To do: Reproduce the passage on corporate governance below word for word, from its first sentence to its last.

Source:
+-------+

A lack of governance (or the lack of understanding of governance) will have long term negative outcomes for a business. Similarly, good governance can turn bad over time if it does not evolve as a business grows.

So how can a business employ governance positively for the long-term success of the business?

This week we are setting out a guiding philosophy for corporate governance and how all businesses can use these principles to create a flexible, appropriate and strong governance culture to create long term success.

The starting point to note is that setting up a governance frameworks is a marathon, not a sprint.

There is virtually no business that starts off with a full governance framework in place. It is idealistic to expect a business to establish a full governance framework during the start-up phase - unless of course this is not the founders’ first business. It will also be in the minority of businesses that the founders understand the importance of governance to create a culture of governance from the very beginning.

While it is a generalisation, in most cases businesses will recognise they require some form of governance as they start to submit accounts or make other regulatory filings. Governance may also be thought of when the first employees are taken on. The results of this are that most businesses develop governance by default rather than by design. This leads to governance evolving only to satisfy external requirements during the early stages.

As a business starts to establish itself as a viable profit-making entity, governance will become more important to the structure and future success of the business. It is at this stage the board would (ideally) understand that governance is a tool to support good decision making, future strategies and compliance with the law.

This stage of corporate development is ideal for the board to create a framework for governance that matches their business and creates a positive culture in which it can grow.

+-------+

Extracted data:
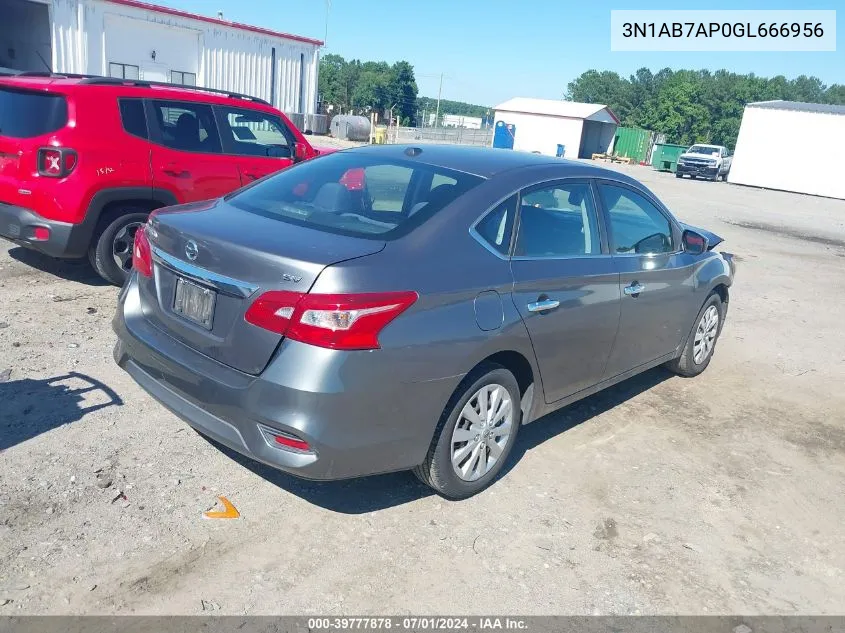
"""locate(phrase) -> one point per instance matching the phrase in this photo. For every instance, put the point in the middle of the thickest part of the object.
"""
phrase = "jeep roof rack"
(47, 73)
(95, 80)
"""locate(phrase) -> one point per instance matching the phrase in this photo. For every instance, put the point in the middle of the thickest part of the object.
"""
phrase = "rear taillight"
(336, 321)
(142, 258)
(56, 162)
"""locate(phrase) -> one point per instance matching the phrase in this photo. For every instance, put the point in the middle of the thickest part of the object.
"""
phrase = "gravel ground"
(716, 495)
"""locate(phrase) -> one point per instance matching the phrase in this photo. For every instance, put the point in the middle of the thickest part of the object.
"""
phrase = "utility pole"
(439, 92)
(328, 8)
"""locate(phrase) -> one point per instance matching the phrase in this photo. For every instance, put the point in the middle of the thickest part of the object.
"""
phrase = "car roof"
(483, 161)
(129, 88)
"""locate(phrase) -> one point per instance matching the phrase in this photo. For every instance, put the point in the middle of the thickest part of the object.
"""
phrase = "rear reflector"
(335, 321)
(142, 259)
(286, 440)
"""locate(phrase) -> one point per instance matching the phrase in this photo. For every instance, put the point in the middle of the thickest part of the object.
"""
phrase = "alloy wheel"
(122, 245)
(705, 335)
(482, 432)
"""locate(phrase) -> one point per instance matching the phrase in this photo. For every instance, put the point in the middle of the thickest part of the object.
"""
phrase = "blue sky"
(492, 50)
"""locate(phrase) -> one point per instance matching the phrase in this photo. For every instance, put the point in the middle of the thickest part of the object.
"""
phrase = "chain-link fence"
(448, 135)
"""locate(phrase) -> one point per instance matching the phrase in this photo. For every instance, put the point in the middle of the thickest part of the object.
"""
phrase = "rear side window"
(496, 227)
(186, 126)
(558, 221)
(355, 194)
(133, 118)
(25, 114)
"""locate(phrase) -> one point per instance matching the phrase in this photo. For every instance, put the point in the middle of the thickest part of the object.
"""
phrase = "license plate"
(194, 302)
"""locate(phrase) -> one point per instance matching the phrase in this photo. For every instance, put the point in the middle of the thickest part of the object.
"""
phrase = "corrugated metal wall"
(229, 58)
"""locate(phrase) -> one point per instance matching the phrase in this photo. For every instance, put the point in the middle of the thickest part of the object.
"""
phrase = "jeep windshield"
(355, 194)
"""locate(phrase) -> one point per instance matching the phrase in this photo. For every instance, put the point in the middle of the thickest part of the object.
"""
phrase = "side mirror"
(276, 151)
(300, 152)
(694, 243)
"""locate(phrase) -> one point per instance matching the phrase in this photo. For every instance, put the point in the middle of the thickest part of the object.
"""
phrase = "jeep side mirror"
(694, 243)
(300, 152)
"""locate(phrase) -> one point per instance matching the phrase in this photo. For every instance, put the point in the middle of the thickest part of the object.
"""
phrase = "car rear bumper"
(18, 225)
(697, 170)
(377, 425)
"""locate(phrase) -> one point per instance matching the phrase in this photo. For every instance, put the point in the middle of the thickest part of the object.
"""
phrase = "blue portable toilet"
(503, 135)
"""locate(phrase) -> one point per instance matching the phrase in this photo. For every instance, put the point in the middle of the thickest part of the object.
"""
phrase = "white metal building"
(136, 40)
(787, 145)
(541, 125)
(456, 120)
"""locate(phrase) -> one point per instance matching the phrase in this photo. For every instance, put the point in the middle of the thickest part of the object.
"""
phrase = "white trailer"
(791, 146)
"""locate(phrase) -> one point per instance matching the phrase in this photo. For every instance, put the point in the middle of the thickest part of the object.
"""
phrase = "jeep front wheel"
(111, 251)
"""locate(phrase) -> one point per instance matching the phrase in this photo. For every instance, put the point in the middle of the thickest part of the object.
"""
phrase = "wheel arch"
(106, 204)
(524, 372)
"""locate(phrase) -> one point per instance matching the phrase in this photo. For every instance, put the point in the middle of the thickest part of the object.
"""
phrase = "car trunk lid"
(212, 253)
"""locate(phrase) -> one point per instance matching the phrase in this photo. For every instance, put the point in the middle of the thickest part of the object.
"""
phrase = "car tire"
(701, 342)
(457, 468)
(111, 251)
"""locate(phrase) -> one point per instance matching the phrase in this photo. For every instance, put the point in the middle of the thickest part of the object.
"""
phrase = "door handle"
(634, 289)
(174, 170)
(542, 306)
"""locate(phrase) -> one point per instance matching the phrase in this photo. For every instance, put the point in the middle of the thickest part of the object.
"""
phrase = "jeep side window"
(253, 133)
(186, 126)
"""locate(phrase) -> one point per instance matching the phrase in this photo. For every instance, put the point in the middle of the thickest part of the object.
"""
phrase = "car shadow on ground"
(378, 492)
(78, 270)
(30, 407)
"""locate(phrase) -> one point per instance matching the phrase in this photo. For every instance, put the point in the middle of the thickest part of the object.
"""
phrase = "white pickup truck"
(705, 161)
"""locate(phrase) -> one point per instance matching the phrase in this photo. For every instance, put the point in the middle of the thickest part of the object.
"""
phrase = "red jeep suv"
(83, 160)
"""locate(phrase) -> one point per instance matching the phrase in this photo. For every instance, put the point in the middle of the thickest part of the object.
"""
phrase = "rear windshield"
(26, 114)
(355, 194)
(701, 149)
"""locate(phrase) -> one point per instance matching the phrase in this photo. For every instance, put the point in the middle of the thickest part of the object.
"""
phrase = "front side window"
(636, 225)
(252, 133)
(355, 194)
(186, 126)
(558, 221)
(124, 71)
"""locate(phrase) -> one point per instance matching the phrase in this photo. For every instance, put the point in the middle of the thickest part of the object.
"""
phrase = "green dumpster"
(632, 143)
(665, 156)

+-------+

Written response:
A lack of governance (or the lack of understanding of governance) will have long term negative outcomes for a business. Similarly, good governance can turn bad over time if it does not evolve as a business grows.

So how can a business employ governance positively for the long-term success of the business?

This week we are setting out a guiding philosophy for corporate governance and how all businesses can use these principles to create a flexible, appropriate and strong governance culture to create long term success.

The starting point to note is that setting up a governance frameworks is a marathon, not a sprint.

There is virtually no business that starts off with a full governance framework in place. It is idealistic to expect a business to establish a full governance framework during the start-up phase - unless of course this is not the founders’ first business. It will also be in the minority of businesses that the founders understand the importance of governance to create a culture of governance from the very beginning.

While it is a generalisation, in most cases businesses will recognise they require some form of governance as they start to submit accounts or make other regulatory filings. Governance may also be thought of when the first employees are taken on. The results of this are that most businesses develop governance by default rather than by design. This leads to governance evolving only to satisfy external requirements during the early stages.

As a business starts to establish itself as a viable profit-making entity, governance will become more important to the structure and future success of the business. It is at this stage the board would (ideally) understand that governance is a tool to support good decision making, future strategies and compliance with the law.

This stage of corporate development is ideal for the board to create a framework for governance that matches their business and creates a positive culture in which it can grow.